= TAREFA =
Por favor, transcreva sem alterações a parte do trecho abaixo, sobre a Enterococcus faecium e a salmonela, que vai de "Substâncias produzidas pela" até "Rural nesta sexta, 20.", incluindo essas últimas palavras.

= TRECHO =
────────

Substâncias produzidas pela bactéria Enterococcus faecium mostraram eficácia contra a Salmonella Heidelberg em frangos de corte. A eliminação do patógeno da salmonelose aviária sem antibióticos promete um manejo mais sustentável, prevenindo a resistência antimicrobiana. A descoberta é resultado de um estudo realizado na Unesp, em parceria com a canadense Universidade de Calgary, e foi publicada na revista Ciência Rural nesta sexta, 20.

Para investigar os efeitos do filtrado de E. faecium — uma mistura rica em compostos bioativos produzidos por essa bactéria — contra a Salmonella Heidelberg (associado a doenças e contaminação de ovos e carne tratado), os pesquisadores dividiram 32 frangos jovens em quatro grupos. Um deles recebeu o filtrado por via oral, uma vez ao dia, durante cinco dias antes do contato com a bactéria, enquanto outro grupo recebeu o mesmo tratamento após a infecção para observar uma possível ação terapêutica. Os demais grupos serviram como controle, permanecendo sem tratamento, para comparação dos resultados.

────────

= MATERIAL FORNECIDO =
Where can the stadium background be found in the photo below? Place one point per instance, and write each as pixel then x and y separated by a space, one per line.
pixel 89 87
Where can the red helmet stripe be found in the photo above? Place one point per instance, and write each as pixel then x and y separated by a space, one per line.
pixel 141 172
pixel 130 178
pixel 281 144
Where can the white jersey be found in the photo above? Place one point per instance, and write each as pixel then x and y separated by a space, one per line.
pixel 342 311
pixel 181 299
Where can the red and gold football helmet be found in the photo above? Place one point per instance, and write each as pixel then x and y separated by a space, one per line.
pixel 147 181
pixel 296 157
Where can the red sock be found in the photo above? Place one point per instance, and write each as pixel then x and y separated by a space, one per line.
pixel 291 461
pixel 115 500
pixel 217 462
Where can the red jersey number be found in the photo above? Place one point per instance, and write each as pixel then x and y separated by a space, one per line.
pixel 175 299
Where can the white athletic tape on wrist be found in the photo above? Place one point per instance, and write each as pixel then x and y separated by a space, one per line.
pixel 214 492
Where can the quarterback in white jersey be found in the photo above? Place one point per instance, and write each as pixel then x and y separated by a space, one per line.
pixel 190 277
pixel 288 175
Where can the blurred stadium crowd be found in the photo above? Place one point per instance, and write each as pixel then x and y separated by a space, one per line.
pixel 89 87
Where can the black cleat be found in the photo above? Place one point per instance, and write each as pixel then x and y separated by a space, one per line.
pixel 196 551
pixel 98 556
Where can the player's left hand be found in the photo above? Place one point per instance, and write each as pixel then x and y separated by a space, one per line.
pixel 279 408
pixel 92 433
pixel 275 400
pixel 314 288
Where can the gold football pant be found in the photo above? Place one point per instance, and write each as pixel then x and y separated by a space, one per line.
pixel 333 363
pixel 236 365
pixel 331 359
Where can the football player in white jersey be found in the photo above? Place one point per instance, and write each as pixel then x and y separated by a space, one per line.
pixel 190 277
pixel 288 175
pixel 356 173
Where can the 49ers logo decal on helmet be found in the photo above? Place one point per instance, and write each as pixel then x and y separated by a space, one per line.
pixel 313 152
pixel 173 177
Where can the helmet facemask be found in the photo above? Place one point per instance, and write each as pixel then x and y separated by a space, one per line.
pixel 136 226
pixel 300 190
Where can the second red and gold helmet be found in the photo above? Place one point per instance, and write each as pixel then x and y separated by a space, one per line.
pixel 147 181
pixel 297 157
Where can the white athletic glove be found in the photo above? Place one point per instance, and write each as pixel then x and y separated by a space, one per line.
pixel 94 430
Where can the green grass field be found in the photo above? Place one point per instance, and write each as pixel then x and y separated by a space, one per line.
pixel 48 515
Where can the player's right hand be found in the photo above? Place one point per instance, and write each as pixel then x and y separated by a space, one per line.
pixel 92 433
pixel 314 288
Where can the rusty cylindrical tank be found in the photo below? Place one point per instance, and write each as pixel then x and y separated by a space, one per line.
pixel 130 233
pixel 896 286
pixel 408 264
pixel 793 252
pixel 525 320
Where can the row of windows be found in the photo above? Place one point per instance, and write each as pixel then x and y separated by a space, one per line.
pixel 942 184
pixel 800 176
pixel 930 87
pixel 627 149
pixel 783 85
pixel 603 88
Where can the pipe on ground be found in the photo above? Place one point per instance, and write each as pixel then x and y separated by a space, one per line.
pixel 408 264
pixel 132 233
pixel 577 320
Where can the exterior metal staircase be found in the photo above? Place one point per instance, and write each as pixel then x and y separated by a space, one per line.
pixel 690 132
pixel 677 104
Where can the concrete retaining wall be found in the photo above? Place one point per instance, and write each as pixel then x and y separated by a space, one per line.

────────

= RESULTADO =
Substâncias produzidas pela bactéria Enterococcus faecium mostraram eficácia contra a Salmonella Heidelberg em frangos de corte. A eliminação do patógeno da salmonelose aviária sem antibióticos promete um manejo mais sustentável, prevenindo a resistência antimicrobiana. A descoberta é resultado de um estudo realizado na Unesp, em parceria com a canadense Universidade de Calgary, e foi publicada na revista Ciência Rural nesta sexta, 20.